## WRITTEN INSTRUCTION
Write out each of the following records word for word, keeping every line unchanged.

———

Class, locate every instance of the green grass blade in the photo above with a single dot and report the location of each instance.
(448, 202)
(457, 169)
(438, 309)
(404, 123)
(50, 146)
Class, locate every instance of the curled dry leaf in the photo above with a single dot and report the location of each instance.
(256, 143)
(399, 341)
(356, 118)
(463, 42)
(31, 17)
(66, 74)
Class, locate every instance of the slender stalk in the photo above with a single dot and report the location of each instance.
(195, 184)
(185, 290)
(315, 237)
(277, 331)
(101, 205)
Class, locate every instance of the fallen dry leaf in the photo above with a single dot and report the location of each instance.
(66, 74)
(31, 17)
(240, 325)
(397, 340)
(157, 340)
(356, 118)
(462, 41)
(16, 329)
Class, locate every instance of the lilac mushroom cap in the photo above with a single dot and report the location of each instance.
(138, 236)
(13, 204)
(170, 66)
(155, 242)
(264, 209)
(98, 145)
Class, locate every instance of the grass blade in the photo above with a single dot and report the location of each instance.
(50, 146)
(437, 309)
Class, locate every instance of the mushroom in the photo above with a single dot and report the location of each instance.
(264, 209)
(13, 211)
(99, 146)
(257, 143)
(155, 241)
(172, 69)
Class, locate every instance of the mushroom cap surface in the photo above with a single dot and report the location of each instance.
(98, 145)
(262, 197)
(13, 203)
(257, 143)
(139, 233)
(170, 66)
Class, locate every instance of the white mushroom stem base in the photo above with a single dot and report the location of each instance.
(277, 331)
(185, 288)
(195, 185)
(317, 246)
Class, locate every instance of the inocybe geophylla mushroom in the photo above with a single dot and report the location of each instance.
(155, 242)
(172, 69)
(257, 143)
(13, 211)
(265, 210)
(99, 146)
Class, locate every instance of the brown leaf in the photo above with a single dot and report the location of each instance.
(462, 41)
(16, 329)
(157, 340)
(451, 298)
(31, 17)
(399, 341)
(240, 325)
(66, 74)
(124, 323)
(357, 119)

———

## CORRECT OUTPUT
Class, locate every instance of the green grass blade in the photo above with a single dot and report the location of each instance.
(448, 202)
(457, 169)
(438, 309)
(404, 123)
(50, 146)
Class, locate every instance of the curled dry leaf in the photo above with a single dot and report the location of each instance.
(256, 143)
(399, 341)
(356, 118)
(463, 42)
(31, 17)
(66, 74)
Class, locate every instance of the slender stalk in the photo above with a single dot and report the location of each instance.
(195, 184)
(185, 290)
(315, 237)
(277, 331)
(101, 205)
Class, locate every instance of the fallen dry leaf in the photo above with a single dot and report the location of each instance.
(66, 74)
(31, 17)
(240, 325)
(397, 340)
(157, 340)
(356, 118)
(462, 41)
(16, 329)
Class, locate every instance of the lilac mushroom cap in the photo above with a single dot and report the location of each instance.
(138, 236)
(13, 204)
(170, 66)
(155, 242)
(264, 209)
(98, 145)
Class, locate every instance of the grass blade in the photo above with a single dot and report the location of each instance.
(50, 146)
(437, 309)
Class, locate every instance of the mushroom in the photo above with a single dot and report the location of each instance.
(264, 209)
(13, 211)
(99, 146)
(257, 143)
(155, 241)
(172, 69)
Class, locate every instance of the mushroom cap surface in the photo above with a single dot and report the location of each instance.
(98, 145)
(262, 197)
(13, 203)
(257, 143)
(139, 233)
(170, 66)
Class, locate every instance of the white mushroom stem base in the photo above with a single dot and report the location of each instance.
(277, 331)
(185, 288)
(195, 185)
(317, 246)
Class, locate every instance of the inocybe geophylla mushroom in the photo above with a single dot and report the location of each instance.
(155, 242)
(172, 69)
(257, 143)
(13, 211)
(265, 210)
(99, 146)
Class, locate every instance of the brown leaf in the photo above with a single dot and report the location of each instance.
(462, 41)
(16, 329)
(157, 340)
(451, 298)
(31, 17)
(399, 341)
(240, 325)
(66, 74)
(124, 323)
(357, 119)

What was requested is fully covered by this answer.